Text provided:
To come up with the norm function, the conjugates of $\sqrt[3]{2}$ are $\omega \sqrt[3]{2}$ and $\omega^2 \sqrt[3]{2}$. We then replace $\sqrt[3]{2}$ with those, replace $\sqrt[3]{4}$ with the square of the replacement, and take their products. One can verify that the norm is multiplicative and in particular $N(\alpha) = 1 \implies N(\alpha^n) = 1$. Now we have

$$N(1 + \sqrt[3]{2} + \sqrt[3]{4}) = 1 \implies N( (1 + \sqrt[3]{2} + \sqrt[3]{4})^n) = 1 \text{ for all } n \geq 1.$$

This gives us infinitely many triplets $(a,b,c)$ such that $a^3 + 2b^3 + 4c^3 - 6abc = 1$, which is exactly a USA TST problem. Of course there is still more to be desired: we haven't showed that all solutions can be generated from a smallest solution. Since there are three variables in play this time, it is no longer clear if we can arrange them by size and perform the same argument. Also, in the case of $\sqrt[3]{2}$, we were lucky that $(1,1,1)$ gave a solution to our cubic Pell's equation. In general for $\sqrt[3]{n}$, we have to solve

$$a^3 + nb^3 + n^2 c^3 - 3nabc = 1$$

and it is no longer clear whether there is a solution in positive integers if $n$ is not a perfect cube. Let's first try to prove that all solutions are generated by a minimal one. We first try to embed $\mathbb{Z}[\sqrt[3]{n}]$ into a higher dimensional space so that it becomes a lattice. Currently it looks like a three dimensional lattice squeezed into the one dimensional line $\mathbb{R}$.

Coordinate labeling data

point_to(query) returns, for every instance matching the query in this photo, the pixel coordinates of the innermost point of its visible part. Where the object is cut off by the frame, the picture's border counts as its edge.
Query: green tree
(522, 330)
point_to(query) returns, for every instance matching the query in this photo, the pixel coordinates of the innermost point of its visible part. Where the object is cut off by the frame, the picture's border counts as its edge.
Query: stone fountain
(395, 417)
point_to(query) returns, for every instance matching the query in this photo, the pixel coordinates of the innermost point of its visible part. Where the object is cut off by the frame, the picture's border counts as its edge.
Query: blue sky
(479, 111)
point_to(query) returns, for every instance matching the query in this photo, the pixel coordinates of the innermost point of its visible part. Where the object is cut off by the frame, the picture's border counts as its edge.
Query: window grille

Written task 1:
According to the cubic Pell's equation text, why does $N((1 + \sqrt[3]{2} + \sqrt[3]{4})^n)$ equal 1 for every $n \geq 1$?
Written task 2:
In the cubic Pell's equation text, which triplet happened to solve the equation in the case of $\sqrt[3]{2}$?
Written task 3:
Proceed with the cubic Pell's equation text, starting after its final sentence.

Exercise answer 1:
The norm is multiplicative, so $N(\alpha) = 1$ implies $N(\alpha^n) = 1$. Since $N(1 + \sqrt[3]{2} + \sqrt[3]{4}) = 1$, every positive power of it also has norm 1.

Exercise answer 2:
The triplet $(1,1,1)$.

Exercise answer 3:
We let $V = \mathbb{R} \times \mathbb{C}$ and we embed $\mathbb{Z}[\sqrt[3]{n}]$ into it by sending 

$$a + b \sqrt[3]{n} + c \sqrt[3]{n^2} \mapsto (a + b \sqrt[3]{n} + c \sqrt[3]{n^2}, a + b \omega \sqrt[3]{n} + c \omega^2 \sqrt[3]{n^2}).$$

We don't bother using the last factor since it is the complex conjugate of the second factor and so does not carry any extra information. Then clearly the map is injective as any two points with the same image must have all conjugates equal, and thus be equal. The more interesting claim is that this embeds $\mathbb{Z}[\sqrt[3]{n}]$ as a discrete lattice inside $V$. To prove this, it suffices to prove that the vectors $(1,1), (\sqrt[3]{n}, \omega \sqrt[3]{n}), (\sqrt[3]{n^2}, \omega^2 \sqrt[3]{n^2})$ are linearly independent over $\mathbb{R}$. But this is easy to check. Hence we have embedded our ring $\mathbb{Z}[\sqrt[3]{n}]$ as a discrete lattice inside a three-dimensional space $V$. 

Now where do our units lie? If we define a norm function on V by 

$$N(v) = x \cdot |y|^2 \text{ for } v = (x,y),$$

where $|y|$ is the norm of the complex number $y$, then it lies on the subset $N(v) = 1$. Let's try to understand what the subset $N(v) = 1$ looks like. It is closed under multiplication, so if we took log's we would get a vector subspace. So looking at $(\log |x|, 2 \log |y|) \subseteq \mathbb{R}^2$, we are looking at the subspace satisfying $x_1 + x_2 = 0$. Hence it is a one-dimensional line and since we are looking at lattice points inside this one-dimensional line, we should expect to get a one-dimensional lattice in it.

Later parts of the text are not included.